* [TASK TO CARRY OUT] Each record is to be printed again exactly, though not its pictures.

(Collected data)
════════
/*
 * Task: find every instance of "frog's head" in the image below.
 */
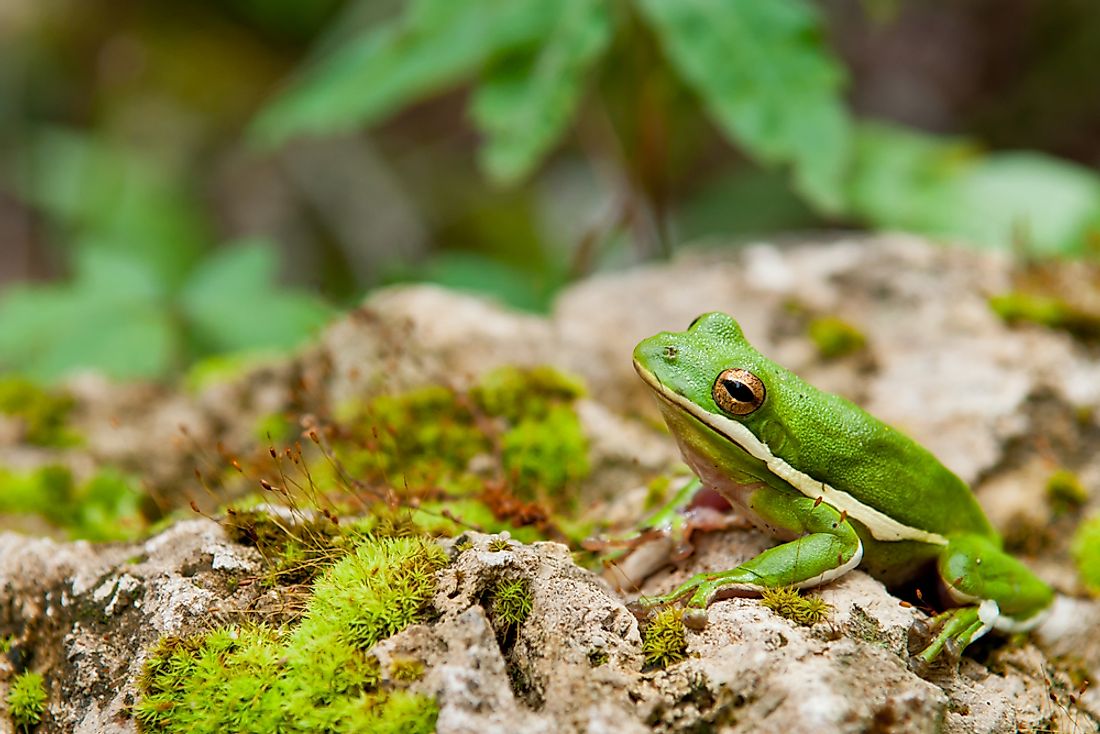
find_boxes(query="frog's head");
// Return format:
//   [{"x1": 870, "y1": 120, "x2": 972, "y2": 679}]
[
  {"x1": 633, "y1": 312, "x2": 795, "y2": 487},
  {"x1": 633, "y1": 312, "x2": 776, "y2": 421}
]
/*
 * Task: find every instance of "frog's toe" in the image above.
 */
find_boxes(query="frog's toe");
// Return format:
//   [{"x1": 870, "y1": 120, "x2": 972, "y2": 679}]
[
  {"x1": 683, "y1": 608, "x2": 708, "y2": 630},
  {"x1": 626, "y1": 599, "x2": 654, "y2": 621},
  {"x1": 906, "y1": 617, "x2": 936, "y2": 656}
]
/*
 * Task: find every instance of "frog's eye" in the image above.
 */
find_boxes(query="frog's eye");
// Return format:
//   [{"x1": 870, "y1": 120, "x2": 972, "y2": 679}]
[{"x1": 713, "y1": 368, "x2": 765, "y2": 416}]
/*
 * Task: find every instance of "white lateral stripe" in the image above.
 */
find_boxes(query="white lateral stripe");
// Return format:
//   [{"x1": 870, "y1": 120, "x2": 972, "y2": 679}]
[
  {"x1": 793, "y1": 539, "x2": 864, "y2": 590},
  {"x1": 642, "y1": 369, "x2": 948, "y2": 546}
]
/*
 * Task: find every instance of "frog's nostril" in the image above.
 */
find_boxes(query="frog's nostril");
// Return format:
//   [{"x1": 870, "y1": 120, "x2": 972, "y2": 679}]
[{"x1": 663, "y1": 345, "x2": 678, "y2": 361}]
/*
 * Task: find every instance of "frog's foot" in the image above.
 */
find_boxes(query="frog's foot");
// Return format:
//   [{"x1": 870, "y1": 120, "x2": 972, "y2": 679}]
[
  {"x1": 908, "y1": 604, "x2": 995, "y2": 675},
  {"x1": 631, "y1": 489, "x2": 863, "y2": 630},
  {"x1": 909, "y1": 534, "x2": 1055, "y2": 674},
  {"x1": 592, "y1": 478, "x2": 750, "y2": 588}
]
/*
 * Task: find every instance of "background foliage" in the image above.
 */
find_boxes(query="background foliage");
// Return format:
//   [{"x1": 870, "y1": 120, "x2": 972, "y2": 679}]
[{"x1": 2, "y1": 0, "x2": 1099, "y2": 380}]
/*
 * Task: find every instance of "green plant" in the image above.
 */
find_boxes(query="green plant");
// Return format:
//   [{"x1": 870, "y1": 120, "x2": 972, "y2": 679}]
[
  {"x1": 806, "y1": 316, "x2": 867, "y2": 361},
  {"x1": 0, "y1": 131, "x2": 332, "y2": 382},
  {"x1": 255, "y1": 2, "x2": 1100, "y2": 259},
  {"x1": 133, "y1": 535, "x2": 446, "y2": 733},
  {"x1": 0, "y1": 465, "x2": 144, "y2": 541},
  {"x1": 1071, "y1": 515, "x2": 1100, "y2": 596},
  {"x1": 641, "y1": 607, "x2": 687, "y2": 669},
  {"x1": 8, "y1": 670, "x2": 47, "y2": 730},
  {"x1": 490, "y1": 578, "x2": 533, "y2": 630},
  {"x1": 0, "y1": 377, "x2": 80, "y2": 447},
  {"x1": 256, "y1": 0, "x2": 846, "y2": 214},
  {"x1": 759, "y1": 586, "x2": 831, "y2": 626},
  {"x1": 1046, "y1": 469, "x2": 1089, "y2": 515}
]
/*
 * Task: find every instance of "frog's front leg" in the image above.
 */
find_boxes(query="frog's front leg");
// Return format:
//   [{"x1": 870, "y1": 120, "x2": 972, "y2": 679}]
[
  {"x1": 911, "y1": 534, "x2": 1053, "y2": 670},
  {"x1": 639, "y1": 487, "x2": 861, "y2": 628}
]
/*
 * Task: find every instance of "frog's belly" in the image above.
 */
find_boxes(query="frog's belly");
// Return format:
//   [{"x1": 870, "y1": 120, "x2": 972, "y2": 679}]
[{"x1": 682, "y1": 452, "x2": 799, "y2": 542}]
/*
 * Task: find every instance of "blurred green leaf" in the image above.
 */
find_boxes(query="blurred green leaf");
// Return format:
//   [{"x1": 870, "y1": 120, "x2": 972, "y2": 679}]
[
  {"x1": 388, "y1": 251, "x2": 562, "y2": 312},
  {"x1": 847, "y1": 123, "x2": 1100, "y2": 255},
  {"x1": 22, "y1": 130, "x2": 207, "y2": 289},
  {"x1": 180, "y1": 239, "x2": 334, "y2": 353},
  {"x1": 471, "y1": 0, "x2": 612, "y2": 184},
  {"x1": 0, "y1": 250, "x2": 177, "y2": 381},
  {"x1": 253, "y1": 0, "x2": 561, "y2": 145},
  {"x1": 959, "y1": 154, "x2": 1100, "y2": 256},
  {"x1": 636, "y1": 0, "x2": 850, "y2": 213}
]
════════
* [THE ANSWER]
/*
 * Task: find every instance of "frog's head" in the image below.
 */
find_boxes(query="frog's head");
// Return format:
//   [{"x1": 870, "y1": 120, "x2": 972, "y2": 679}]
[
  {"x1": 633, "y1": 312, "x2": 795, "y2": 487},
  {"x1": 633, "y1": 312, "x2": 776, "y2": 421}
]
/*
 * Task: find every instance of "frog's toe" in the image above.
 */
find_boxes(query="frog's toe");
// Return format:
//   [{"x1": 870, "y1": 120, "x2": 972, "y2": 679}]
[
  {"x1": 683, "y1": 608, "x2": 708, "y2": 630},
  {"x1": 626, "y1": 599, "x2": 654, "y2": 621},
  {"x1": 906, "y1": 617, "x2": 936, "y2": 656}
]
/*
 * Task: find every instance of "frog's eye" in the image above.
 */
find_boxes(query="frog's eye");
// Return format:
//   [{"x1": 870, "y1": 120, "x2": 972, "y2": 679}]
[{"x1": 713, "y1": 368, "x2": 765, "y2": 416}]
/*
 * Task: find every instance of "white lateral stripe" in the image above.
 */
find_boxes(query="white lateral stripe");
// Return format:
//   [{"x1": 870, "y1": 120, "x2": 972, "y2": 679}]
[
  {"x1": 793, "y1": 539, "x2": 864, "y2": 590},
  {"x1": 642, "y1": 369, "x2": 948, "y2": 546}
]
/*
 * Task: find every instance of "frog's nostril" in the image above.
 */
find_boxes(query="frog's nostril");
// Return format:
//   [{"x1": 870, "y1": 120, "x2": 972, "y2": 679}]
[{"x1": 663, "y1": 345, "x2": 678, "y2": 361}]
/*
 * Task: find every instance of "frog's foot" in the image above.
 */
find_boxes(query="frog's foot");
// Return format:
//   [{"x1": 870, "y1": 120, "x2": 972, "y2": 679}]
[
  {"x1": 908, "y1": 604, "x2": 995, "y2": 675},
  {"x1": 631, "y1": 489, "x2": 863, "y2": 630},
  {"x1": 909, "y1": 534, "x2": 1055, "y2": 674},
  {"x1": 592, "y1": 478, "x2": 750, "y2": 588}
]
/*
 * Task: find every instance of "background foliage" in the image above.
 */
find_boxes(query="background foliage");
// Return format:
//   [{"x1": 870, "y1": 120, "x2": 972, "y2": 679}]
[{"x1": 2, "y1": 0, "x2": 1099, "y2": 380}]
/*
 * Task: find every instance of "green plant" in the image above.
 */
find_boxes(query="green plant");
// Return format:
//   [{"x1": 870, "y1": 120, "x2": 972, "y2": 679}]
[
  {"x1": 806, "y1": 316, "x2": 867, "y2": 361},
  {"x1": 0, "y1": 131, "x2": 332, "y2": 382},
  {"x1": 255, "y1": 2, "x2": 1100, "y2": 259},
  {"x1": 133, "y1": 535, "x2": 446, "y2": 733},
  {"x1": 0, "y1": 465, "x2": 144, "y2": 541},
  {"x1": 1071, "y1": 515, "x2": 1100, "y2": 596},
  {"x1": 641, "y1": 607, "x2": 687, "y2": 669},
  {"x1": 8, "y1": 670, "x2": 47, "y2": 730},
  {"x1": 490, "y1": 578, "x2": 533, "y2": 630},
  {"x1": 0, "y1": 377, "x2": 80, "y2": 447},
  {"x1": 256, "y1": 0, "x2": 846, "y2": 214},
  {"x1": 759, "y1": 586, "x2": 831, "y2": 626},
  {"x1": 1046, "y1": 469, "x2": 1089, "y2": 515}
]
/*
 * Task: find every instance of "frog's front leg" in the image above.
 */
find_boxes(query="frog's front leg");
// Return format:
//   [{"x1": 870, "y1": 120, "x2": 972, "y2": 679}]
[
  {"x1": 911, "y1": 534, "x2": 1053, "y2": 670},
  {"x1": 639, "y1": 487, "x2": 861, "y2": 628}
]
/*
 * Task: find every instance of "frog's belly" in the image above.
 */
find_boxes(query="frog's belly");
// Return format:
//   [{"x1": 870, "y1": 120, "x2": 972, "y2": 679}]
[{"x1": 682, "y1": 452, "x2": 799, "y2": 542}]
/*
 * Task: find every instance of "blurred green leaf" in the image above.
 */
find_boxes(query="blurred green leaf");
// Return format:
//   [{"x1": 870, "y1": 120, "x2": 972, "y2": 679}]
[
  {"x1": 388, "y1": 251, "x2": 562, "y2": 312},
  {"x1": 847, "y1": 123, "x2": 1100, "y2": 255},
  {"x1": 22, "y1": 130, "x2": 207, "y2": 289},
  {"x1": 180, "y1": 239, "x2": 334, "y2": 353},
  {"x1": 471, "y1": 0, "x2": 612, "y2": 184},
  {"x1": 0, "y1": 250, "x2": 177, "y2": 381},
  {"x1": 253, "y1": 0, "x2": 561, "y2": 145},
  {"x1": 959, "y1": 154, "x2": 1100, "y2": 256},
  {"x1": 636, "y1": 0, "x2": 850, "y2": 213}
]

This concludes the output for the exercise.